Point-per-instance localization data:
# # #

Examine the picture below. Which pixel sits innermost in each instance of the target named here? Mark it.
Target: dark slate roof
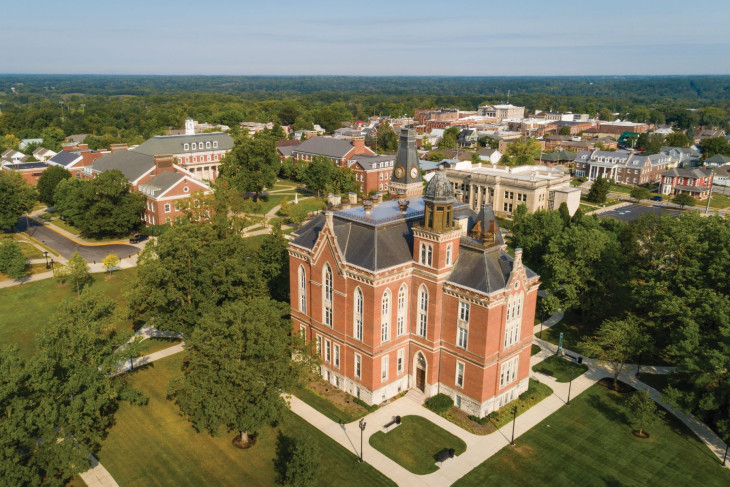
(65, 158)
(325, 146)
(163, 181)
(483, 271)
(174, 144)
(133, 164)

# # #

**EXERCISE GOAL:**
Restate the preceding entries in full, word for word, with the pictures removed.

**SOLUTION:**
Examine the picture below. Which pixel sits innermost in each instance of the target named here? Mark it.
Target: dark slate roof
(65, 158)
(325, 146)
(163, 181)
(483, 271)
(174, 144)
(133, 164)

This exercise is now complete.